GIVEN PASSAGE below:
July 25, 2009

Google Book Library Facing Scrutiny

Google's book scanning project is already facing anti-trust criticism and awaiting court approval, and now it has also raised concerns amongst privacy advocates and civil liberties groups.

Eric Schmidt, Google's chief executive, said on Thursday the groups expressed "grave concern" that the Google Book Search project was "leaving the crucial component of reader privacy behind."

"Increasing access to books is a very important mission that we strongly support, but readers must not be forced to pay for digital books with their privacy," they said.

The groups said that the Internet search giant has made "woefully little effort to articulate how it intends to adequately protect reader privacy as part of this giant project."

"Under its current design, Google Book Search keeps track of what books readers search for and browse, what books they read, and even what they 'write' down in the margins."

The American Civil Liberties Union (ACLU), the Electronic Frontier Foundation (EFF) and the Samuelson Law, Technology and Public Policy Clinic of the University of California at Berkeley all took part in writing the letter.

"Given the long and troubling history of government and third party efforts to compel libraries and booksellers to turn over records about readers, it is essential that Google Books incorporate strong privacy protections in both the architecture and policies of Google Book Search," they said.

"Without these, Google Books could become a one-stop shop for government and civil litigant fishing expeditions into the private lives of Americans."

Last year, Google reached a settlement with the Authors Guild and Association of American Publishers on a copyright infringement lawsuit they filed in 2005 concerning Google's plan to scan millions of books and then make them available online.

Google agreed to establish an independent "Books Rights Registry" under the settlement.  This will provide revenue from sales and advertising to authors and publishers that agree to digitize their books.

Readers would be able to preview up to 20 percent of the copyrighted book online, and then pay to see the rest of the work.

A U.S. district court judge is reviewing the settlement in October, and the Justice Department anti-trust regulators are looking into the agreement that allows Google to build the largest digital library in the world and put it on the Web.

Engineering director for Google Books Dan Clancy said in a blog post on Thursday that the company's commitment to privacy is a "strong privacy policy in place now for Google Books and for all Google products."
End of GIVEN PASSAGE.
EXTRACTED RECORDS below:
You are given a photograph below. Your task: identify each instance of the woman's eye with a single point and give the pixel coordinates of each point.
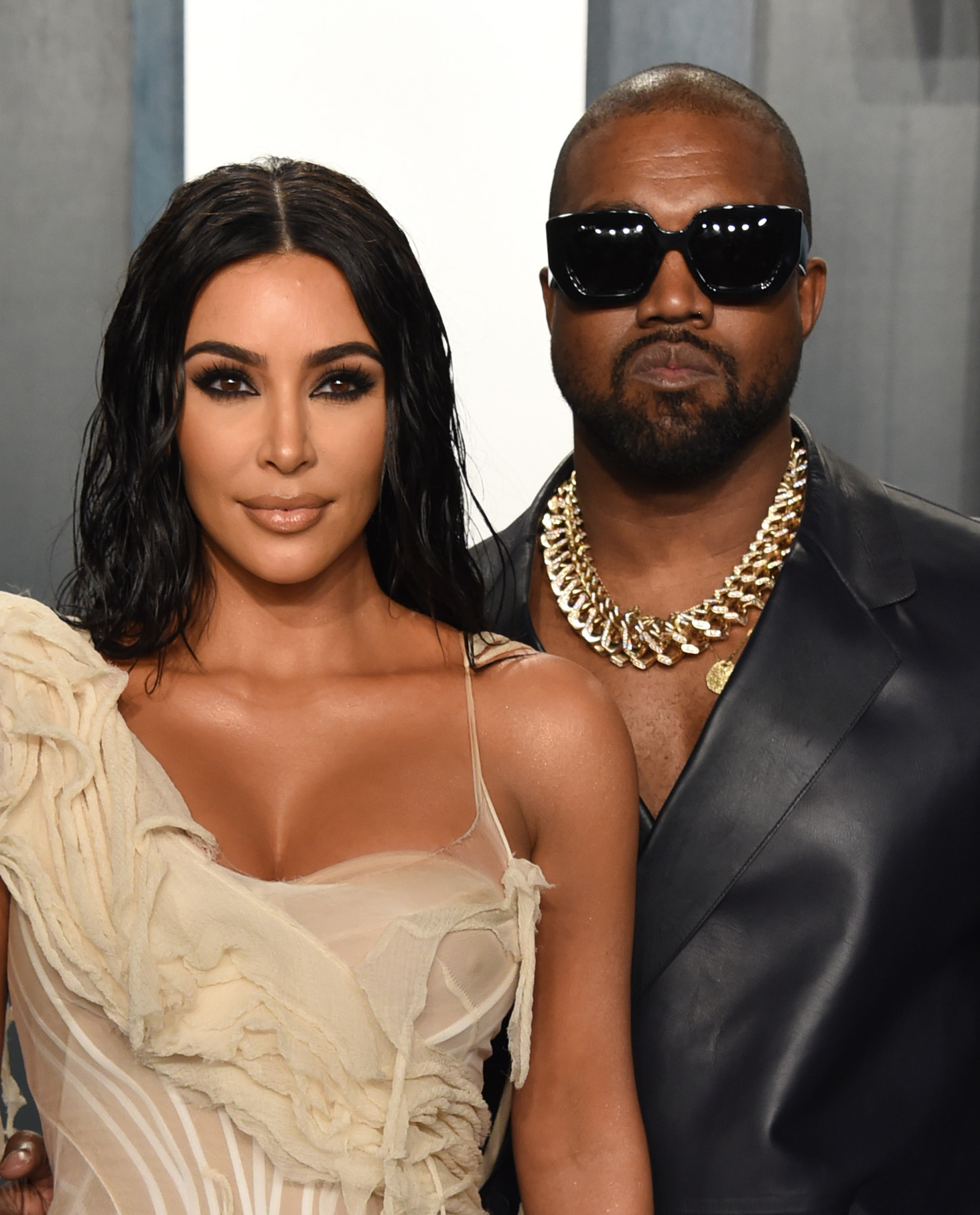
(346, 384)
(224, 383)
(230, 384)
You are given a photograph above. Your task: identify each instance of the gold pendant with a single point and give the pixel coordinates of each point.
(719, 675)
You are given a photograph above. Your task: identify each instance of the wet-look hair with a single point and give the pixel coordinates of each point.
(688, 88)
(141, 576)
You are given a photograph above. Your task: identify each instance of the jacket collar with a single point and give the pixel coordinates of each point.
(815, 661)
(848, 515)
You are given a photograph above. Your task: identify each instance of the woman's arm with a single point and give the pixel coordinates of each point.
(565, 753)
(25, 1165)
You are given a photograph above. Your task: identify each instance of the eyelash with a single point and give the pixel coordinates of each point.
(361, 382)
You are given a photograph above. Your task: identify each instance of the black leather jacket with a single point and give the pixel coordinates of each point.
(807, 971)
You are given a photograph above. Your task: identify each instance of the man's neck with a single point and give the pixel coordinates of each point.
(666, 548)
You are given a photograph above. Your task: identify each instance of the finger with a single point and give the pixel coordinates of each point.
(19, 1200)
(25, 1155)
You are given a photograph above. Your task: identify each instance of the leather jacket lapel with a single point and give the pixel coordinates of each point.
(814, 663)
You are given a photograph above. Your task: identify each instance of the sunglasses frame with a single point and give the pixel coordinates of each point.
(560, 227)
End of EXTRACTED RECORDS.
EXTRACTED RECORDS below:
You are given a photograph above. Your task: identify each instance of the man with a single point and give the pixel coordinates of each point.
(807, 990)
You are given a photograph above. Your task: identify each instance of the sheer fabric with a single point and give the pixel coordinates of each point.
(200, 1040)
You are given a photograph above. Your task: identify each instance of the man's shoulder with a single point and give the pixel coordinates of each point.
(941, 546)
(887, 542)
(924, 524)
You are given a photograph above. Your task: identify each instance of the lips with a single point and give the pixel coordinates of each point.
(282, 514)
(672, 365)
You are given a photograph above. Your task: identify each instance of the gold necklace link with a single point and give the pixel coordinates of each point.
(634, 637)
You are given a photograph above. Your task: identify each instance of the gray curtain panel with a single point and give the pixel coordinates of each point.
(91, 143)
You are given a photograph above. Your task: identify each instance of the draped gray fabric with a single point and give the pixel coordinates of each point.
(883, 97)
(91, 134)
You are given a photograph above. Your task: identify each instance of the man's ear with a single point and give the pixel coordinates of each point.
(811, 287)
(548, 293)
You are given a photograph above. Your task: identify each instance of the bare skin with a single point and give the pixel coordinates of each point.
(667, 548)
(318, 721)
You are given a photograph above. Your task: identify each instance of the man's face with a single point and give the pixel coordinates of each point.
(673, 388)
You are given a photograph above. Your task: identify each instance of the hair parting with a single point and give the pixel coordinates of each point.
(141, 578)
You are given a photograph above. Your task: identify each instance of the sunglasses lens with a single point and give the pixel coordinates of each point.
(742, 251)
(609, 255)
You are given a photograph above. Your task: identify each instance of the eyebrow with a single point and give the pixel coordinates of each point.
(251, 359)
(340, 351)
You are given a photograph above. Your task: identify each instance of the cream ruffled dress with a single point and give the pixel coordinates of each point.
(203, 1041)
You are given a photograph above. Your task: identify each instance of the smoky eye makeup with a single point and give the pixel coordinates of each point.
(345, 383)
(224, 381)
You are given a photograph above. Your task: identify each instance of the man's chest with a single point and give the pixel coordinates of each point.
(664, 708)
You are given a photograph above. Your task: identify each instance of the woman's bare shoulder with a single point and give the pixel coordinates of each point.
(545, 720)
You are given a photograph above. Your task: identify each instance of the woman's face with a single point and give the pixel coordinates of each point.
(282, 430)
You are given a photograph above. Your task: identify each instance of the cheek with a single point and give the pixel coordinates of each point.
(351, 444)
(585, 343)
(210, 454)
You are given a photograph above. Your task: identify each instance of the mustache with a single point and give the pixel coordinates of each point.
End of EXTRACTED RECORDS.
EXTRACTED RECORDS below:
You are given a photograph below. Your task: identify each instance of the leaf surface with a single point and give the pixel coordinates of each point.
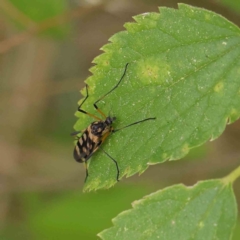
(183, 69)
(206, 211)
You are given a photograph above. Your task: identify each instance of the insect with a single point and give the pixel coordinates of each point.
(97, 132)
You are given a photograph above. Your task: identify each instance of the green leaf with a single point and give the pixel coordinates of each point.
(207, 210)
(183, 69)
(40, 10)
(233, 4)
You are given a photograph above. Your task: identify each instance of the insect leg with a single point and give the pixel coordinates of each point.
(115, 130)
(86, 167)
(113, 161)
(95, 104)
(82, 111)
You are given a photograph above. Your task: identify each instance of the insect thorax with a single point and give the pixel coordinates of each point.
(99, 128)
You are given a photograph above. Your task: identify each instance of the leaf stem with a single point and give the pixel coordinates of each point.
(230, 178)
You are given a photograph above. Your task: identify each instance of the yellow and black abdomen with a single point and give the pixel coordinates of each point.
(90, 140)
End of EXTRACTED RECORDS.
§ **WORK TO BE COMPLETED**: Return the article above about privacy concerns over Google Book Search in full, word for word, with nothing changed or left out.

§ **RESPONSE TO THE EXERCISE**:
July 25, 2009

Google Book Library Facing Scrutiny

Google's book scanning project is already facing anti-trust criticism and awaiting court approval, and now it has also raised concerns amongst privacy advocates and civil liberties groups.

Eric Schmidt, Google's chief executive, said on Thursday the groups expressed "grave concern" that the Google Book Search project was "leaving the crucial component of reader privacy behind."

"Increasing access to books is a very important mission that we strongly support, but readers must not be forced to pay for digital books with their privacy," they said.

The groups said that the Internet search giant has made "woefully little effort to articulate how it intends to adequately protect reader privacy as part of this giant project."

"Under its current design, Google Book Search keeps track of what books readers search for and browse, what books they read, and even what they 'write' down in the margins."

The American Civil Liberties Union (ACLU), the Electronic Frontier Foundation (EFF) and the Samuelson Law, Technology and Public Policy Clinic of the University of California at Berkeley all took part in writing the letter.

"Given the long and troubling history of government and third party efforts to compel libraries and booksellers to turn over records about readers, it is essential that Google Books incorporate strong privacy protections in both the architecture and policies of Google Book Search," they said.

"Without these, Google Books could become a one-stop shop for government and civil litigant fishing expeditions into the private lives of Americans."

Last year, Google reached a settlement with the Authors Guild and Association of American Publishers on a copyright infringement lawsuit they filed in 2005 concerning Google's plan to scan millions of books and then make them available online.

Google agreed to establish an independent "Books Rights Registry" under the settlement.  This will provide revenue from sales and advertising to authors and publishers that agree to digitize their books.

Readers would be able to preview up to 20 percent of the copyrighted book online, and then pay to see the rest of the work.

A U.S. district court judge is reviewing the settlement in October, and the Justice Department anti-trust regulators are looking into the agreement that allows Google to build the largest digital library in the world and put it on the Web.

Engineering director for Google Books Dan Clancy said in a blog post on Thursday that the company's commitment to privacy is a "strong privacy policy in place now for Google Books and for all Google products."